I’m very excited for RISC-V adoption in the desktop to become mainstream, as it could help to break the duopoly of x86 CPUs by Intel and AMD and encourage more competition, resulting in better value CPUs for us consumers! Being an open standard, any company can improve upon RISC-V, add additional features, make it more efficient, etc. But aside from this point, I haven’t really heard much information about other advantages of RISC-V.
Could RISC-V theoretically be more efficient than ARM, more performant, etc.? Of course, currently, it isn’t, since most software isn’t optimised for RISC-V CPUs and companies have only just started developing them, but if it’s adopted at a scale like x86 in desktop computers or ARM in mobile devices and servers, would it perform better than the x86 or ARM equivalent? Being a newer architecture (2014) than both x86 (1978 for 16-bit) and ARM (1985), does it have additional QoL improvements over the older architectures?
The main problem with RISC-V is that it is far from mature. Which leads to both slow hardware and lack of software.
And while anyone can contribute to the open design, more advanced improvisations will remain proprietary.
Another problem is that the RISC-V landscape is far from uniform. Vendor A has this command set, vendor B a different one. Yes, the core set is the same, but the interesting, more advanced features have split. And not just like Intel and AMD had once split about the X86 command set, but with many smaller vendors. Intel and AMD managed to get things back together. Will RISC-V accomplish the same?
For enterprises, it’s like SaaS vs lifetime license. ARM has restrictions on target market, volume, integration, etc. If you go the RISCV route, you pay once for the design but then the HW is yours to do as you please.

▶ **Data provided**
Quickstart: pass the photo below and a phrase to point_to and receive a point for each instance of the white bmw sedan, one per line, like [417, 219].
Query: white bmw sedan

▶ **Exercises to complete**
**1.** Reproduce the passage from the RISC-V discussion word for word, starting at "Could RISC-V theoretically" and ending at "will remain proprietary.".
**2.** In the RISC-V discussion, what is the enterprise choice between ARM and RISC-V compared to?
**3.** Continue the RISC-V discussion from the point where it stops.

▶ **Outputs by task**
**1.**
Could RISC-V theoretically be more efficient than ARM, more performant, etc.? Of course, currently, it isn’t, since most software isn’t optimised for RISC-V CPUs and companies have only just started developing them, but if it’s adopted at a scale like x86 in desktop computers or ARM in mobile devices and servers, would it perform better than the x86 or ARM equivalent? Being a newer architecture (2014) than both x86 (1978 for 16-bit) and ARM (1985), does it have additional QoL improvements over the older architectures?
The main problem with RISC-V is that it is far from mature. Which leads to both slow hardware and lack of software.
And while anyone can contribute to the open design, more advanced improvisations will remain proprietary.

**2.** It is compared to SaaS versus a lifetime license.

**3.**
For academia RISCV allows open discussions all the way down for a complete system. Before RISCV can around a lot of academia was splintered around different old chips instead of cutting edge tech.
Current open source RISCV cores aren’t that far behind. They are roughly 2-3x slower for peak performance and maybe a little behind the Pareto frontier as compared to ARM/x86. Commercial cores are even closer within 20-50% depending on which benchmark you believe. A move from open source to commercial or vice versa is possible without impacting the rest of your stack. This is not what happens if you use ARM
I can’t say I’ve looked too much at RISC-V (yet), but someone once painted the following picture for me: if AMD and Intel are duking it out for supercomputers, while ARM works its way up to servers and down to microcontrollers, who serves the absolute smallest use-cases? As in, what if my whizz-bang product genuinely only needs a 300 Hz – not MHz, not kHz – processor to do some truly banal calculations? How can I possibly convince a silicon fab to build such a niche and tiny chip at scale?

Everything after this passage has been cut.